**SOURCE EXTRACT**:
***
There has been a huge shift toward online purchasing in recent months with many predicting that the current pandemic has changed consumer behaviour for the longterm.
A new survey by PayPal* has found that 76% of consumers bought products online in 2019, and 33% said they would buy more online in the future. The survey also found that globally, 18% of European consumers said that they are now shopping online for the first time due to COVID-19, and this increases to 25% in the US and 21% in the UK.
Recent PaySafe research ** found that these consumers are turning to new payment methods during COVID-19, and that shifting priorities when selecting a payment method is a significant contributing factor.
Who is the online shopper in 2021?
One of the main drivers for the increase in eCommerce is that consumers are now shopping online because they either cannot, or will not, shop in physical stores; they are turning to online shopping to avoid queues and to take advantage of home delivery.
This new demand for shopping online, resulting from repeated lockdowns, has brought new, previously reluctant online shoppers to the eCommerce sector. These new shoppers often have different consumer priorities which are forcing eCommerce merchants to think differently about the payment options available at their checkout.
At the same time, seasoned online shoppers have begun to reevaluate their online profiles and Paysafe research shows that almost 90% of consumers now have concerns about fraud as well as their online security.
The research cites an increase in consumers’ concerns “that there are more fraudsters operating during COVID-19, trepidation caused by shopping on unfamiliar sites, and greater concerns about their financial health generally” as reasons for this shift. **
Changing attitudes to cash payments in 2021
While we know that cash remains the only means of payment for almost half the world’s population who do not have a bank account, it is interesting to see that cash still remains central to the payments ecosystem in spite of the challenges brought on by the COVID-19 pandemic, with 50% of consumers stating that cash is the most reliable form of payment during a crisis. **
“Despite the social upheaval created by the pandemic, this hasn’t diminished the importance of cash to consumers.” Jan Marc Kuelper, VP Strategic Business Development USA, eCash
However, consumers appear to be in two minds - on the one hand, 72% of global consumers are not comfortable with the idea of not being able to access cash; this is especially true for the consumers in the US (60%), Bulgaria (53%), and Germany (52%) who say that cash is the most reliable method of payment in a crisis.
On the other hand, the use of cash as a payment method has dipped as many consumers have feared that cash might not be safe to handle during the COVID-19 pandemic due to it being a potential transmitter of the virus. (Although despite loud statements from the WHO declaring that cash can be handled safely, many stores have opted for contactless payments only).
But for a growing market segment of cash users; whether by choice (security conscious consumers) or by necessity (unbanked consumers); cash payments remain the payment method of choice for the foreseeable future, and the move to online shopping has not affected their desire to pay with cash.
***
**EXCERPTED DATA**:
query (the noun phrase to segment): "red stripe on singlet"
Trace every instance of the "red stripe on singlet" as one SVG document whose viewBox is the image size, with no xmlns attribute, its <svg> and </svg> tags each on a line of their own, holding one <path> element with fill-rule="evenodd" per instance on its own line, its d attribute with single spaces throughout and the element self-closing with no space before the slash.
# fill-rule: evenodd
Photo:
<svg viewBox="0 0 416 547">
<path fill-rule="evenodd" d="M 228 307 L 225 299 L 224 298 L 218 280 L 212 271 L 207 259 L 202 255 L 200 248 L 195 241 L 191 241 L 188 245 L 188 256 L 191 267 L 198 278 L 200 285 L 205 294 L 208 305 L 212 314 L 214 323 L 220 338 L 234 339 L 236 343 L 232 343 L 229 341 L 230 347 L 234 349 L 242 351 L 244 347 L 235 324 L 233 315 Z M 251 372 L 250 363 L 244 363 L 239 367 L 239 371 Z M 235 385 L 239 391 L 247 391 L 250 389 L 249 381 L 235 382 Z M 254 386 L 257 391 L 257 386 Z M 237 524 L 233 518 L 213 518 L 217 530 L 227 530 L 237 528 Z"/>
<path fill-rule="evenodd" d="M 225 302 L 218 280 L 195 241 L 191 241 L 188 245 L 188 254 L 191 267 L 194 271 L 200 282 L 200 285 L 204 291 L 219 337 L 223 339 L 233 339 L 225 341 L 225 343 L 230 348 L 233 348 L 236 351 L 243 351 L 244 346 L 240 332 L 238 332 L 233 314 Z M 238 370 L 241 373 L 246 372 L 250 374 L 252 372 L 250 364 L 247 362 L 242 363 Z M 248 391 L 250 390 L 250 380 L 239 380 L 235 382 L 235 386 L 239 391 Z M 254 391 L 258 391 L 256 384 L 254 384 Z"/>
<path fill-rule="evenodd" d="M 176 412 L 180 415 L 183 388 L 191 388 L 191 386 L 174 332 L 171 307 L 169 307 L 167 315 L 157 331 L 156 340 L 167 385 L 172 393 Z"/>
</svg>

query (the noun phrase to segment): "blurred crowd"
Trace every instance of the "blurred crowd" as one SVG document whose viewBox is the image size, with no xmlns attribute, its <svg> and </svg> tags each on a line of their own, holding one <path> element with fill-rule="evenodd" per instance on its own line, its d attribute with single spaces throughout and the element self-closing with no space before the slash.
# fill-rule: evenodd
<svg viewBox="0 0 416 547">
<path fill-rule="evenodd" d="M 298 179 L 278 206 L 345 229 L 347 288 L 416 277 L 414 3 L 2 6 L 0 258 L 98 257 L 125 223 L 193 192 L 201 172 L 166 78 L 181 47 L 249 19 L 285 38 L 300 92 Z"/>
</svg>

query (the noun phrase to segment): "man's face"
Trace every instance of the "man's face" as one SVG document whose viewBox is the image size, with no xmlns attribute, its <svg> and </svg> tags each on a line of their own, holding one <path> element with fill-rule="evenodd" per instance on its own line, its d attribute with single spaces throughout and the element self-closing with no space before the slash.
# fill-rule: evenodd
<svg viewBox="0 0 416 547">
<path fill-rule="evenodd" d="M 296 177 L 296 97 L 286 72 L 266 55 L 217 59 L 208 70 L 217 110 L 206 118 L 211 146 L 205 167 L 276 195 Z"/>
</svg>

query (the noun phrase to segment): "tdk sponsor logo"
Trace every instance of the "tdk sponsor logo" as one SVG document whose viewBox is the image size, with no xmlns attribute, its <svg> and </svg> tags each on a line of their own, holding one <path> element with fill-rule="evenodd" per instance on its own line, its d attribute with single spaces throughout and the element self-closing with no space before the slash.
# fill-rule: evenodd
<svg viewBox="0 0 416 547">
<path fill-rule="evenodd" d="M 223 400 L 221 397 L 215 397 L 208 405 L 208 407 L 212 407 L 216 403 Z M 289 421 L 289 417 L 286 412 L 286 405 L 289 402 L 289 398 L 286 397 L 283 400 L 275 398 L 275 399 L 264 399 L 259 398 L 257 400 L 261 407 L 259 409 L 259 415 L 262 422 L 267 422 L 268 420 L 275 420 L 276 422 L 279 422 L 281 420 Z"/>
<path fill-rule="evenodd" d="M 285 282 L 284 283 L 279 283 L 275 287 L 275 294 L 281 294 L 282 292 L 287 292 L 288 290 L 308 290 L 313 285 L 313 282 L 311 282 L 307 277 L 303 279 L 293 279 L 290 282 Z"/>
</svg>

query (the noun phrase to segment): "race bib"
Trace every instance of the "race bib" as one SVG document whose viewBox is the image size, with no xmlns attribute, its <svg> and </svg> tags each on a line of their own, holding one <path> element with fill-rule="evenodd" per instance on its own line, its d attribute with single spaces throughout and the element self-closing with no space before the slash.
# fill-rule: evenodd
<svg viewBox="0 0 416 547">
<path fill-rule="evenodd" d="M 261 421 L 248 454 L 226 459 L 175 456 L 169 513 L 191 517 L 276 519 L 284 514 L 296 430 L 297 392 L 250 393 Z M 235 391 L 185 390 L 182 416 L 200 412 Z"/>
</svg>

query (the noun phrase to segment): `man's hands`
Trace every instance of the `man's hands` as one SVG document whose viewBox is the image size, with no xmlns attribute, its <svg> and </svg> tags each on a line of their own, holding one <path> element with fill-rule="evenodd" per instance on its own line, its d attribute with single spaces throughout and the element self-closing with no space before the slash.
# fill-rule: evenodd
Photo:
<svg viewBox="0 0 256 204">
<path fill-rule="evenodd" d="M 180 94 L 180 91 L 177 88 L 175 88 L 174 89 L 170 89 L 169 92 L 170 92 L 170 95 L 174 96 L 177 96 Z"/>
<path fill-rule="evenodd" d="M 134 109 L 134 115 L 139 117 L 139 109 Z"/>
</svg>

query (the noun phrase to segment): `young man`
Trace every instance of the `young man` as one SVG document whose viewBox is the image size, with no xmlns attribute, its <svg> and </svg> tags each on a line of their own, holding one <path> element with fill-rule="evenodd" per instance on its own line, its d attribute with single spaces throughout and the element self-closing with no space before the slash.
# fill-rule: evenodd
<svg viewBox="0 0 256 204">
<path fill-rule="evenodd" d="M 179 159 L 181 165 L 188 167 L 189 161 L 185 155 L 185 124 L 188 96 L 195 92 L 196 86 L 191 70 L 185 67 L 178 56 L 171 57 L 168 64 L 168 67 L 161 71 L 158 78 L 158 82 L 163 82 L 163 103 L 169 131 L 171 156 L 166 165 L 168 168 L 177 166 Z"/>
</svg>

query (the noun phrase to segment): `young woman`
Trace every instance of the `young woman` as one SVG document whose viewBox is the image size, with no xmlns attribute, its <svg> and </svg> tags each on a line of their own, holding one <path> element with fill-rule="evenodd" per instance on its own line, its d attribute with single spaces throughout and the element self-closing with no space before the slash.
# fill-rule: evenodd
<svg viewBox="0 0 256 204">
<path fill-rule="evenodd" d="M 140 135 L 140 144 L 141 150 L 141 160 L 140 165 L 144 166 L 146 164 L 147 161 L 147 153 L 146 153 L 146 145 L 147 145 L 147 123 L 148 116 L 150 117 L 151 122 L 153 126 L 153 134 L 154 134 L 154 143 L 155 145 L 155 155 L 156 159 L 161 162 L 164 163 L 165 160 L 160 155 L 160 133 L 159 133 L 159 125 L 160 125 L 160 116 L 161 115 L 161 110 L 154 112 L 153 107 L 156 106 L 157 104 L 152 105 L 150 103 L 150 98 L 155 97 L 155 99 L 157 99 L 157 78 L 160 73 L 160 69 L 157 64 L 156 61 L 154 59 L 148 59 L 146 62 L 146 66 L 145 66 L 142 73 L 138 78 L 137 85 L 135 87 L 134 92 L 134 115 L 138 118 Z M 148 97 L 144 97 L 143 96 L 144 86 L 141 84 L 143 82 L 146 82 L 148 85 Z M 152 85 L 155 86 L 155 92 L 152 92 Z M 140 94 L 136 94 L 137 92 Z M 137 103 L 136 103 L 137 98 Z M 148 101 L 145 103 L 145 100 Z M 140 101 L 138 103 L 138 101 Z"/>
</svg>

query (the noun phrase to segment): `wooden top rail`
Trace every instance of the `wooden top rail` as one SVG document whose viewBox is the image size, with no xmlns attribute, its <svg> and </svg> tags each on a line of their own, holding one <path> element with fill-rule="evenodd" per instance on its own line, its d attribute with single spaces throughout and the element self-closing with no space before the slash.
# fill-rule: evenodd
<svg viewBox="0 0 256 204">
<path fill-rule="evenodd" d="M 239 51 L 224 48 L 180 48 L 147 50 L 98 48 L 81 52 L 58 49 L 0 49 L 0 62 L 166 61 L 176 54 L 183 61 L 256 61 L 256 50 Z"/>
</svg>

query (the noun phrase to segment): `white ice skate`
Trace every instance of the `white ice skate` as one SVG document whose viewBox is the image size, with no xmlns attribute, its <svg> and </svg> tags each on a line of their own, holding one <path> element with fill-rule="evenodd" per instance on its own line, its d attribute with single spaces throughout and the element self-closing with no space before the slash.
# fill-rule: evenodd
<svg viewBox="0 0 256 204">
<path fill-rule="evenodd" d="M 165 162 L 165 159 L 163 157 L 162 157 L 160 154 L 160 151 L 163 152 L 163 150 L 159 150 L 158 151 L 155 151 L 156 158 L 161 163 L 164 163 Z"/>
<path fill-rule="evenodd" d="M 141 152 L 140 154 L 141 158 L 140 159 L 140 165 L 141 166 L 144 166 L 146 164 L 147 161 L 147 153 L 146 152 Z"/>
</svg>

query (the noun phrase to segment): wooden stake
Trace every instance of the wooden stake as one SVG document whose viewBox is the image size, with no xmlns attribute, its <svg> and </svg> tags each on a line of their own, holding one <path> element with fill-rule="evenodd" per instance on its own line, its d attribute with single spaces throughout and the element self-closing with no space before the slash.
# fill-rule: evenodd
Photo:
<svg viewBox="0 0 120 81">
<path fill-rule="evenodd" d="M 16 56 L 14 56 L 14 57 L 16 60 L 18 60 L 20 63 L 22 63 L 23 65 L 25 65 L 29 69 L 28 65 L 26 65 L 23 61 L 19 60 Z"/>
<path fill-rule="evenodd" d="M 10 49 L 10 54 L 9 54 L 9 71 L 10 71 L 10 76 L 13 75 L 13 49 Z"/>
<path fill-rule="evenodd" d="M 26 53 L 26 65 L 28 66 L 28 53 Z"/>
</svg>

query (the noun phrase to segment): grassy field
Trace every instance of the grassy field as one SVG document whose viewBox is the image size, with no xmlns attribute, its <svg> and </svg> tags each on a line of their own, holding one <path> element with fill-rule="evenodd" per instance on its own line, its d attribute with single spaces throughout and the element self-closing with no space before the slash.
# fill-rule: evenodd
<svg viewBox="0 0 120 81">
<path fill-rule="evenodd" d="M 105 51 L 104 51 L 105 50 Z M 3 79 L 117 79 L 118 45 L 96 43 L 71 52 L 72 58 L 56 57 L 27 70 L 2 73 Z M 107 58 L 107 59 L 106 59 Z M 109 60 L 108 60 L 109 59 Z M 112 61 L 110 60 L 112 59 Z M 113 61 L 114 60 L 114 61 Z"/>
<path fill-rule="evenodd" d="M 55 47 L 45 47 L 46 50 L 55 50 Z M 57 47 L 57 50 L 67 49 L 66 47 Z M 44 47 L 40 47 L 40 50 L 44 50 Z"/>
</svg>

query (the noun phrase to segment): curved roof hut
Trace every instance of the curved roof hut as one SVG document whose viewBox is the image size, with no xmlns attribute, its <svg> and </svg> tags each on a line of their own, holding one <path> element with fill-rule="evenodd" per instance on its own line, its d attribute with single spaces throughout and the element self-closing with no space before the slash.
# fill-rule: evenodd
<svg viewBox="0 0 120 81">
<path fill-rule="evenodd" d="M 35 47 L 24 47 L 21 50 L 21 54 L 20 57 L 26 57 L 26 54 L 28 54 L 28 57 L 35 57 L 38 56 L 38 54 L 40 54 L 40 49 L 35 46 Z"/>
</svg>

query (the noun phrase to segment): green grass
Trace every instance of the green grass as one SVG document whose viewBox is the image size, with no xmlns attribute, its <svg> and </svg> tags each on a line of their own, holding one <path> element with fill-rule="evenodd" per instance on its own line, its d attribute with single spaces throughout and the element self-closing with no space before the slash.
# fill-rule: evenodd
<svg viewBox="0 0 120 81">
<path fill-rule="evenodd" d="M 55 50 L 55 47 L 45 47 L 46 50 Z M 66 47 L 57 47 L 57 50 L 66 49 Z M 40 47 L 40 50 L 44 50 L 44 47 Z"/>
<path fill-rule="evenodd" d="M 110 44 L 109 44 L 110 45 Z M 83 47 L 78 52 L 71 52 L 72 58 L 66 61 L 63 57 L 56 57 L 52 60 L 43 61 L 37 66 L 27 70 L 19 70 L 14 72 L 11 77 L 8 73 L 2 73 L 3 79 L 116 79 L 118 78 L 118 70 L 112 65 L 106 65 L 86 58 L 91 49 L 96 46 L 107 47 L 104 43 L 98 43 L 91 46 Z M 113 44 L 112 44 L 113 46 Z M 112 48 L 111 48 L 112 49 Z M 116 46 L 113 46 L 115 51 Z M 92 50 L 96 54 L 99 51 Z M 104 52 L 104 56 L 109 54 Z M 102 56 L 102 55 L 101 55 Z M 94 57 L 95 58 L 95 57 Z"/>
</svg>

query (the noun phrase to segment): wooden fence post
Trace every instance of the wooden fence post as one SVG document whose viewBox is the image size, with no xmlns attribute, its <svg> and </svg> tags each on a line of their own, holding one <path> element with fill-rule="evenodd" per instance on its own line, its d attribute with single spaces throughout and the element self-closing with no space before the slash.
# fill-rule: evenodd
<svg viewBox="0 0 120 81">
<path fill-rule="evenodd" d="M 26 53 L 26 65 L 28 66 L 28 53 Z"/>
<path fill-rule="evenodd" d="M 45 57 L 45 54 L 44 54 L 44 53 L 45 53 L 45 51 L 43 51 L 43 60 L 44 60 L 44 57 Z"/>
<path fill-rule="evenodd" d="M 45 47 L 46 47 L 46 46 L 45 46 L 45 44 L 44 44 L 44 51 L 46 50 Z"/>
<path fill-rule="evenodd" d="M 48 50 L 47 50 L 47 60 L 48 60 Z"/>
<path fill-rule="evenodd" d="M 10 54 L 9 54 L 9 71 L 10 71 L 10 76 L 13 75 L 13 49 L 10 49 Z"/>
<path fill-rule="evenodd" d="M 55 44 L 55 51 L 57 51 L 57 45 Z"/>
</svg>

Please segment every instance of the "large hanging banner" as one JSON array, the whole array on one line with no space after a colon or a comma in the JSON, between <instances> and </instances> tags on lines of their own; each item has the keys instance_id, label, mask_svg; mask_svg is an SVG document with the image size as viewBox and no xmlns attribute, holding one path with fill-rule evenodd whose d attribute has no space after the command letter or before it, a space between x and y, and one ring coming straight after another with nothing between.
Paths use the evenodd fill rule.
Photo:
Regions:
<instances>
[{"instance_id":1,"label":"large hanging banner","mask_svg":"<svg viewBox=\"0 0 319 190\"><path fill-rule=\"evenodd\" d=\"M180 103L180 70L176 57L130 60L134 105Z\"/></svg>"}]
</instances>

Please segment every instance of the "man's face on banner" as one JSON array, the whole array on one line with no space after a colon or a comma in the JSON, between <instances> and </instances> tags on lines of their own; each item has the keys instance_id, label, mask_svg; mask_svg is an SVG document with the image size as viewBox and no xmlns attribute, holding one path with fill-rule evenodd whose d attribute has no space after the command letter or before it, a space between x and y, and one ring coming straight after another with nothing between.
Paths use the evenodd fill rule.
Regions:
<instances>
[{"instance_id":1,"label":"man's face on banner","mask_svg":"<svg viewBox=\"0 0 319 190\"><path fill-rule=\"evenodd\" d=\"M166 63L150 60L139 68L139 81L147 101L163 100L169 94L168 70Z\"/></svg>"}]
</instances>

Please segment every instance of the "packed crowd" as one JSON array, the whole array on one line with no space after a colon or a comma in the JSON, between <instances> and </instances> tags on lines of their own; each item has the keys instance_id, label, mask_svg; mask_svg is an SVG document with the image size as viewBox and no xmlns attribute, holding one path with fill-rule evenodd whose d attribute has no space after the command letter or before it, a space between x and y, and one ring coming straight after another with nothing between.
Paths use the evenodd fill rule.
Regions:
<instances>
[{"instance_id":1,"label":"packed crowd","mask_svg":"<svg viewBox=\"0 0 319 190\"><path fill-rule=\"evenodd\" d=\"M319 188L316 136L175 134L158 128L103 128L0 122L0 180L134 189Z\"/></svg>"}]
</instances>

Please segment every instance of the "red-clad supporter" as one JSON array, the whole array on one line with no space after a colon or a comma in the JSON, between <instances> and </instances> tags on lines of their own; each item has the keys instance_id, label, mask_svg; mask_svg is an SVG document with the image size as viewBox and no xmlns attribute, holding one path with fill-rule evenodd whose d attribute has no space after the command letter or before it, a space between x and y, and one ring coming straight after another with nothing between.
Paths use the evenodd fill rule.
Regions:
***
**ACTIONS TO TAKE**:
1. Reproduce the article on online shopping and payment methods from "One of the main" to "of home delivery.", substituting "brick-and-mortar stores" for "physical stores".
2. Proceed with the article on online shopping and payment methods, continuing it from the point at which it stops.

**OUTPUTS IN ORDER**:
1.
One of the main drivers for the increase in eCommerce is that consumers are now shopping online because they either cannot, or will not, shop in brick-and-mortar stores; they are turning to online shopping to avoid queues and to take advantage of home delivery.

2.
The research carried out by Paysafe states that globally 40% of consumers would buy products online using cash if it was easy to do so, and 36% of consumers say they would do more shopping online if they could pay easily with cash. This preference changes by geographic location, but it shows that the demand for an online cash payment option has not diminished. For example, 47% of consumers in the US would use cash to make online payments if it was easy to do so, and 43% would shop online more if they were able to pay with cash.
A growing role for cash online
COVID-19 has certainly altered the way consumers use cash; but it has evolved the relationship rather than ended it.
While it may be the case that cash will become less relevant on the high street, both now and when COVID-19 is no longer impacting our lives, the inverse is true online. This is mainly due to the fact that consumers are increasingly looking to use payment methods where their financial data is not shared.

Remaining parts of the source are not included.